# Start of Data rows

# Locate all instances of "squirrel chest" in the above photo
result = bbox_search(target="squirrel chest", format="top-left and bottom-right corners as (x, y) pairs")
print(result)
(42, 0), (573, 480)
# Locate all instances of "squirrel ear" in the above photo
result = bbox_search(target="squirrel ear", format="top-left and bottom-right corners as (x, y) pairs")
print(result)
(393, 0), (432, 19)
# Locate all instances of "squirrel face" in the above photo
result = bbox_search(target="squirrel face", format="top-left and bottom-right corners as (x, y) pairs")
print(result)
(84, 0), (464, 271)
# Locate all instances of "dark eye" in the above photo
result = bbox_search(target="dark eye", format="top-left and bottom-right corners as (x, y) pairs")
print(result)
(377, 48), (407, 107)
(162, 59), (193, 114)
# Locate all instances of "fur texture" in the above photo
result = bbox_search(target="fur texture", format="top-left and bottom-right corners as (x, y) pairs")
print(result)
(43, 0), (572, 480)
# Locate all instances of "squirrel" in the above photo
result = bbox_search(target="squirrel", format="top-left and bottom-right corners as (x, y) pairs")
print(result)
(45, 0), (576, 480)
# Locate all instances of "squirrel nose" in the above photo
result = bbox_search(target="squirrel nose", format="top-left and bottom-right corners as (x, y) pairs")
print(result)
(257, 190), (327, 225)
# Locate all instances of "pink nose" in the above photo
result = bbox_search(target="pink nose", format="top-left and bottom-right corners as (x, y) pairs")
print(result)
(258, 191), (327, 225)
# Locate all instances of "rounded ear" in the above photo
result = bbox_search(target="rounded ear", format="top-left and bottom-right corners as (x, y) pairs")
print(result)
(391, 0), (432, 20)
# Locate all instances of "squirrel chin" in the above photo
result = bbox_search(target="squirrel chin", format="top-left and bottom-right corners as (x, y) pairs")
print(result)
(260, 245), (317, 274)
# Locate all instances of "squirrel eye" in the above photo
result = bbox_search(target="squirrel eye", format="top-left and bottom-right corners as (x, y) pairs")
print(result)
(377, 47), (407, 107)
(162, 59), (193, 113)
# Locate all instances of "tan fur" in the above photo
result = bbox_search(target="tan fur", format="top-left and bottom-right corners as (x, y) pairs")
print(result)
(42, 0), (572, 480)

# End of Data rows

Reproduce all of the data above word for word, keeping every line unchanged.

# Locate all instances of "squirrel chest" in the above photo
result = bbox_search(target="squirrel chest", format="top-left and bottom-right corners as (x, y) pairs")
print(result)
(42, 0), (573, 480)
# Locate all instances of "squirrel ear" in the above photo
result = bbox_search(target="squirrel ear", format="top-left and bottom-right corners as (x, y) pairs")
print(result)
(393, 0), (432, 19)
# Locate all instances of "squirrel face" in the above photo
result = bbox_search(target="squirrel face", format="top-left and bottom-right corners as (x, y) pairs")
print(result)
(84, 0), (464, 271)
# Locate all instances of "dark eye" in the above photo
result = bbox_search(target="dark eye", format="top-left and bottom-right corners as (x, y) pairs")
print(result)
(377, 48), (407, 107)
(162, 59), (193, 114)
# Locate all instances of "fur texture" in the above photo
result = bbox_search(target="fur texture", format="top-left and bottom-right corners as (x, y) pairs")
print(result)
(43, 0), (572, 480)
# Locate all instances of "squirrel" in the above photo
result = bbox_search(target="squirrel", format="top-left and bottom-right corners as (x, y) pairs")
print(result)
(45, 0), (576, 480)
# Locate all instances of "squirrel nose" in the above photo
result = bbox_search(target="squirrel nose", format="top-left and bottom-right corners as (x, y) pairs")
print(result)
(257, 190), (327, 225)
# Locate all instances of "pink nose" in the above photo
result = bbox_search(target="pink nose", format="top-left and bottom-right corners as (x, y) pairs")
print(result)
(258, 191), (327, 225)
# Locate all instances of "rounded ear" in the above photo
result = bbox_search(target="rounded ear", format="top-left and bottom-right corners as (x, y) pairs")
print(result)
(391, 0), (432, 20)
# Locate all instances of "squirrel chin" in the above photo
result = bbox_search(target="squirrel chin", format="top-left and bottom-right corners as (x, y) pairs")
print(result)
(260, 245), (317, 274)
# Locate all instances of "squirrel eye" in the above photo
result = bbox_search(target="squirrel eye", format="top-left and bottom-right corners as (x, y) pairs")
print(result)
(377, 47), (407, 107)
(162, 59), (193, 113)
# Locate all instances of "tan fur" in the above photo
result = bbox_search(target="tan fur", format="top-left and bottom-right corners as (x, y) pairs")
print(result)
(42, 0), (572, 480)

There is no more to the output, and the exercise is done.